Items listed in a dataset

============

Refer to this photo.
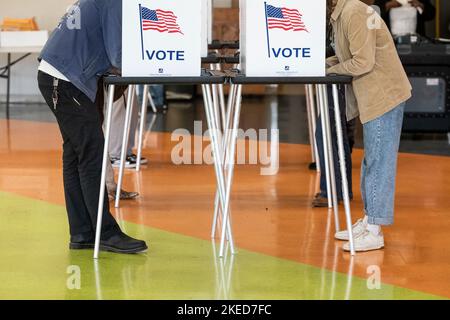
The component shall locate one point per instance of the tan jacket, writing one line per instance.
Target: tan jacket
(365, 50)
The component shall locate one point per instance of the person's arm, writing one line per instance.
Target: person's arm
(332, 61)
(362, 45)
(111, 17)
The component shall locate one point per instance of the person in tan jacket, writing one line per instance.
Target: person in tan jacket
(365, 50)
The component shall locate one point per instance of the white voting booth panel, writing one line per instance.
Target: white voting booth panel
(283, 37)
(161, 38)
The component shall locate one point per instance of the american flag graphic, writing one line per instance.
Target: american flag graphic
(284, 18)
(159, 20)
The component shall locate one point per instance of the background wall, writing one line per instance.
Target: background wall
(47, 13)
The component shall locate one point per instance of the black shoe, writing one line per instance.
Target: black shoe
(132, 158)
(81, 242)
(121, 243)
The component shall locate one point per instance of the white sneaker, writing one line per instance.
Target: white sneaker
(367, 241)
(358, 228)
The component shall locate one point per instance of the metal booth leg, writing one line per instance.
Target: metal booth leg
(231, 164)
(310, 125)
(218, 163)
(310, 90)
(322, 107)
(126, 134)
(142, 127)
(225, 146)
(331, 157)
(345, 191)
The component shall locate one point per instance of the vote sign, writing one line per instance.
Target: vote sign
(283, 37)
(161, 38)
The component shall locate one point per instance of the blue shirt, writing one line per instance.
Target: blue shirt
(87, 43)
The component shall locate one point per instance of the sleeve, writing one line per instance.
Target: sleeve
(111, 16)
(362, 42)
(332, 61)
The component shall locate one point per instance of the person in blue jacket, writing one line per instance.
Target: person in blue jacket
(86, 44)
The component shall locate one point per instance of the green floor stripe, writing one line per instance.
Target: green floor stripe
(36, 264)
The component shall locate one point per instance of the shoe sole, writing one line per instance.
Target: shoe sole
(365, 250)
(127, 166)
(126, 251)
(344, 238)
(80, 246)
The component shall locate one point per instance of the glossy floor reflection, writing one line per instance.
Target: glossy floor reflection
(36, 264)
(285, 248)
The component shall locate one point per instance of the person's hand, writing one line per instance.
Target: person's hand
(392, 4)
(417, 4)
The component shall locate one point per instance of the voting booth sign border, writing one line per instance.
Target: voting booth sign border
(161, 38)
(283, 38)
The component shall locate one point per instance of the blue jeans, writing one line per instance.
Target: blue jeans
(379, 166)
(347, 148)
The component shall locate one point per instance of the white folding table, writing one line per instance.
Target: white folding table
(5, 71)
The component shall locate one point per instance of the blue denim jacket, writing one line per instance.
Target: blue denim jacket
(87, 43)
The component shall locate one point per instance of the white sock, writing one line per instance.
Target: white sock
(374, 229)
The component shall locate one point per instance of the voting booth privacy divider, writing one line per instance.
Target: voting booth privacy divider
(161, 38)
(284, 38)
(282, 41)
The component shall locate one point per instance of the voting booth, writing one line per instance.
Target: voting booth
(283, 38)
(161, 38)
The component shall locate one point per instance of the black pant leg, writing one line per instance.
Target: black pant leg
(80, 124)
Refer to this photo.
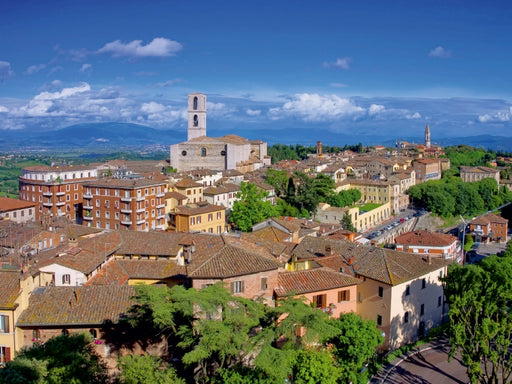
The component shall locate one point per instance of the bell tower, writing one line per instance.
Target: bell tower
(427, 137)
(196, 115)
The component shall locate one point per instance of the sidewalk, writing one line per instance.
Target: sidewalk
(441, 342)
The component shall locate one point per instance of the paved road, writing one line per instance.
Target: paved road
(430, 365)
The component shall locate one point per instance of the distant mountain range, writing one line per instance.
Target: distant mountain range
(114, 136)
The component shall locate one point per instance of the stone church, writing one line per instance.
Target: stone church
(215, 153)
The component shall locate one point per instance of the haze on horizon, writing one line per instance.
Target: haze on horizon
(361, 68)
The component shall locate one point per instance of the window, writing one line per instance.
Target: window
(237, 286)
(5, 355)
(343, 295)
(320, 301)
(4, 324)
(66, 278)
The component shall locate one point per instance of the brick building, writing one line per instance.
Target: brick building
(133, 204)
(56, 190)
(17, 210)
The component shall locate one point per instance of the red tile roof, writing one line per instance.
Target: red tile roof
(85, 305)
(312, 280)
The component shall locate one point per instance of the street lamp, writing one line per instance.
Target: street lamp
(463, 239)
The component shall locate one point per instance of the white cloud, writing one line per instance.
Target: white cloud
(314, 107)
(497, 117)
(66, 92)
(169, 83)
(440, 52)
(375, 109)
(158, 47)
(338, 85)
(85, 67)
(35, 68)
(253, 112)
(5, 70)
(341, 63)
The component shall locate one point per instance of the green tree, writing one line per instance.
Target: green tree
(147, 369)
(354, 347)
(277, 179)
(480, 298)
(251, 207)
(346, 222)
(313, 366)
(61, 360)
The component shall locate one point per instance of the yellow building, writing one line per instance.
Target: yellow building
(198, 217)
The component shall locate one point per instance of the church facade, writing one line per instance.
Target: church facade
(222, 153)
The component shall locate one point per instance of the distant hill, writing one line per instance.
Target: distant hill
(124, 135)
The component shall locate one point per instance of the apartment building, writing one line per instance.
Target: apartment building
(131, 204)
(198, 217)
(427, 169)
(469, 174)
(56, 190)
(16, 210)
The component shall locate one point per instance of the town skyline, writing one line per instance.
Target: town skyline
(375, 69)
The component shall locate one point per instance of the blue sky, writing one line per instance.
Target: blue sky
(359, 68)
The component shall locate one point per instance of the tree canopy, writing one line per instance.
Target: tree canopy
(480, 298)
(251, 207)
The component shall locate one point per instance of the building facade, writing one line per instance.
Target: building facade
(56, 190)
(131, 204)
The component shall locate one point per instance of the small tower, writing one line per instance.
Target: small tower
(427, 137)
(196, 115)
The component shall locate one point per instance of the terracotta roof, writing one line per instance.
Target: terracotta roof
(379, 264)
(489, 218)
(59, 168)
(187, 182)
(7, 204)
(312, 280)
(232, 261)
(426, 238)
(9, 288)
(85, 305)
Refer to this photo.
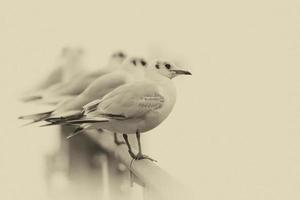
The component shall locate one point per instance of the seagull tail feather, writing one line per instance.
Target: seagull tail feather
(36, 117)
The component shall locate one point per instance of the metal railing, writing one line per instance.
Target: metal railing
(115, 163)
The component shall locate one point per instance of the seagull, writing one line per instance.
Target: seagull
(70, 65)
(132, 70)
(136, 107)
(78, 84)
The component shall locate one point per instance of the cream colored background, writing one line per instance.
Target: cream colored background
(234, 133)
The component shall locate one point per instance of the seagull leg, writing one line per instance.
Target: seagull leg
(140, 155)
(117, 141)
(128, 145)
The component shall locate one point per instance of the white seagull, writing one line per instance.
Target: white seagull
(70, 65)
(135, 107)
(132, 70)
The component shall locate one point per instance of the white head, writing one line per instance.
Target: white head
(168, 69)
(117, 58)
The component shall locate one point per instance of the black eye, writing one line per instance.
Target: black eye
(133, 62)
(122, 55)
(143, 62)
(168, 66)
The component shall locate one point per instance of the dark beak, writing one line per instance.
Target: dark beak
(182, 72)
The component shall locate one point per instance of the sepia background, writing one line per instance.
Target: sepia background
(234, 132)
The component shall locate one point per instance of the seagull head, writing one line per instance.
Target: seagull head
(137, 62)
(169, 69)
(118, 57)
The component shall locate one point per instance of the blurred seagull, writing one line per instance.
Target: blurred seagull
(78, 84)
(132, 70)
(70, 65)
(135, 107)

============

# How to complete this task:
Please repeat each record exactly and keep every picture out of the copy.

# Answer box:
Refer to this photo.
The component shall locate one point per instance of the tan jacket, writing one line per instance.
Target: tan jacket
(365, 50)
The component shall locate one point per instance of the person's arm, writing one line per instance.
Target: person's arm
(332, 61)
(362, 45)
(111, 17)
The component shall locate one point per instance of the person in tan jacket, writing one line per instance.
Target: person in tan jacket
(365, 50)
The component shall locate one point per instance of the white voting booth panel, writing one line per instance.
Target: white voting booth panel
(283, 37)
(161, 38)
The component shall locate one point per instance of the american flag graphic, writing one line per instance.
Target: american flag graphic
(284, 18)
(159, 20)
The component shall locate one point per instance of the background wall, writing one line per instance.
Target: background wall
(47, 13)
The component shall locate one point per instance of the black shoe, writing one line per instance.
Target: black shoe
(132, 158)
(81, 242)
(121, 243)
The component shall locate one point per instance of the white sneaker, writing one line per instance.
Target: white sneaker
(367, 241)
(358, 228)
The component shall locate one point per instance of the metal booth leg, writing one line per instance.
Target: metal booth leg
(231, 164)
(310, 125)
(218, 163)
(310, 90)
(322, 107)
(126, 134)
(142, 127)
(225, 146)
(331, 157)
(345, 191)
The component shall locate one point per instance of the vote sign, writing one line per instance.
Target: vote sign
(283, 37)
(161, 38)
The component shall locate one point per instance of the blue shirt, writing one line per instance.
Target: blue shirt
(87, 43)
The component shall locate one point per instance of the sleeve, writing one line per instance.
Target: sleeve
(111, 16)
(362, 42)
(332, 61)
The component shall locate one point per instance of the person in blue jacket, writing one line per instance.
Target: person in blue jacket
(86, 44)
The component shall locate one point per instance of the green floor stripe, writing one line per instance.
Target: green floor stripe
(36, 264)
The component shall locate one point per instance of the shoe sole, writing one line per instance.
Target: shoe sole
(365, 250)
(127, 166)
(126, 251)
(344, 238)
(80, 246)
The component shall locate one point per instance of the glossy floor reflection, writing one line per instance.
Target: glossy floor reflection
(36, 264)
(285, 248)
The component shall locate one point per instance of the person's hand, writing one line per instance.
Target: person's hand
(392, 4)
(417, 4)
The component shall locate one point per instance of the voting booth sign border, writing one line per instance.
Target: voting booth sign border
(161, 38)
(283, 38)
The component shall locate one point per instance of the blue jeans, writing one line per instance.
Target: blue jeans
(379, 166)
(347, 148)
The component shall locate one point per instance of the white folding table, writing one line per instance.
Target: white folding table
(5, 71)
The component shall locate one point per instance of the blue denim jacket, writing one line per instance.
Target: blue denim jacket
(87, 43)
The component shall locate one point per instance of the white sock, writing one line per instance.
Target: white sock
(374, 229)
The component shall locate one point per instance of the voting booth privacy divider, writing one line per instance.
Target: voting booth privacy divider
(161, 38)
(284, 38)
(282, 41)
The component shall locate one point per instance of the voting booth, writing one line per instance.
Target: voting booth
(283, 38)
(161, 38)
The component shall locate one point per instance of the black pant leg, writing one line per instance.
Target: black pant leg
(80, 124)
Refer to this photo.
The component shall locate one point per instance of the bell tower, writing one line per instance.
Target: bell tower
(427, 137)
(196, 115)
The component shall locate one point per instance of the sidewalk, writing one line per instance.
Target: sidewalk
(441, 342)
The component shall locate one point per instance of the paved road, writing one line per instance.
Target: paved road
(430, 365)
The component shall locate one point per instance of the distant mountain range, writing one line per instance.
Target: distant mountain range
(114, 136)
The component shall locate one point per instance of the stone church, writing one line per instance.
Target: stone church
(215, 153)
The component shall locate one point per instance of the haze on horizon, writing one line per instance.
Target: haze on horizon
(361, 68)
The component shall locate one point per instance of the window, writing one line per instance.
Target: window
(237, 286)
(5, 355)
(343, 295)
(320, 301)
(4, 324)
(66, 278)
The component shall locate one point per instance of the brick building, writing one line per instance.
Target: brick building
(133, 204)
(56, 190)
(17, 210)
The component shall locate one point per instance of the red tile roof, writing one line per instance.
Target: red tile roof
(85, 305)
(312, 280)
The component shall locate one point per instance of the street lamp, writing one line per instance.
Target: street lamp
(463, 239)
The component shall locate one point per instance of the white cloud, writing one line per instance.
Target: white cloud
(314, 107)
(497, 117)
(66, 92)
(169, 83)
(440, 52)
(375, 109)
(158, 47)
(338, 85)
(85, 67)
(35, 68)
(253, 112)
(5, 70)
(341, 63)
The component shall locate one point per instance of the green tree, writing one line per instance.
Target: green tree
(147, 369)
(354, 347)
(277, 179)
(480, 298)
(251, 207)
(346, 222)
(313, 366)
(61, 360)
The component shall locate one point per instance of the yellow building, writing one line per instance.
Target: yellow building
(198, 217)
The component shall locate one point per instance of the church facade, writing one line per instance.
Target: church facade
(222, 153)
The component shall locate one point per instance of the distant hill, writing one line per instance.
Target: distant hill
(124, 135)
The component shall locate one point per instance of the apartment building, writing one line per instance.
Target: apartment building
(131, 204)
(198, 217)
(427, 169)
(469, 174)
(56, 190)
(16, 210)
The component shall locate one point per instance of the town skyline, writing one line per instance.
Target: town skyline
(375, 69)
The component shall locate one point per instance of the blue sky, writing one line per instance.
Target: blue sky
(359, 68)
The component shall locate one point per instance of the tree canopy, writing one line per instance.
Target: tree canopy
(480, 298)
(251, 207)
The component shall locate one point per instance of the building facade, writing one line per instance.
Target: building facade
(56, 190)
(131, 204)
The component shall locate one point per instance of the small tower, writing one line per instance.
Target: small tower
(427, 137)
(196, 115)
The component shall locate one point per instance of the terracotta roof, writing one line per instance.
Target: terracotta roof
(379, 264)
(489, 218)
(59, 168)
(187, 182)
(7, 204)
(312, 280)
(232, 261)
(426, 238)
(9, 288)
(85, 305)
Refer to this photo.
The component shall locate one point per instance of the seagull tail feather, writing one line per instance.
Target: seagull tail feather
(36, 117)
The component shall locate one point per instance of the metal railing, writing one line per instance.
Target: metal railing
(115, 163)
The component shall locate one point per instance of the seagull, writing one line per instance.
Target: seagull
(70, 65)
(132, 70)
(136, 107)
(78, 84)
The component shall locate one point per instance of the cream colored background, writing one line per instance.
Target: cream colored background
(234, 133)
The component shall locate one point per instance of the seagull leg, writing one line per instance.
Target: seagull leg
(140, 155)
(117, 141)
(128, 145)
The component shall locate one point per instance of the white seagull, writing one line per instance.
Target: white seagull
(70, 65)
(135, 107)
(132, 70)
The component shall locate one point per instance of the white head, writing one line per instance.
Target: white head
(168, 69)
(117, 58)
The component shall locate one point per instance of the black eye, writing one line per instance.
Target: black eye
(133, 62)
(122, 55)
(143, 62)
(168, 66)
The component shall locate one point per instance of the dark beak, writing one line per instance.
Target: dark beak
(182, 72)
The component shall locate one point per instance of the sepia background, writing one line per instance.
Target: sepia background
(234, 132)
The component shall locate one point per instance of the seagull head, writing one line per instance.
Target: seagull head
(137, 62)
(169, 69)
(118, 57)
The component shall locate one point per instance of the blurred seagull, writing one line per instance.
Target: blurred seagull
(78, 84)
(132, 70)
(70, 65)
(135, 107)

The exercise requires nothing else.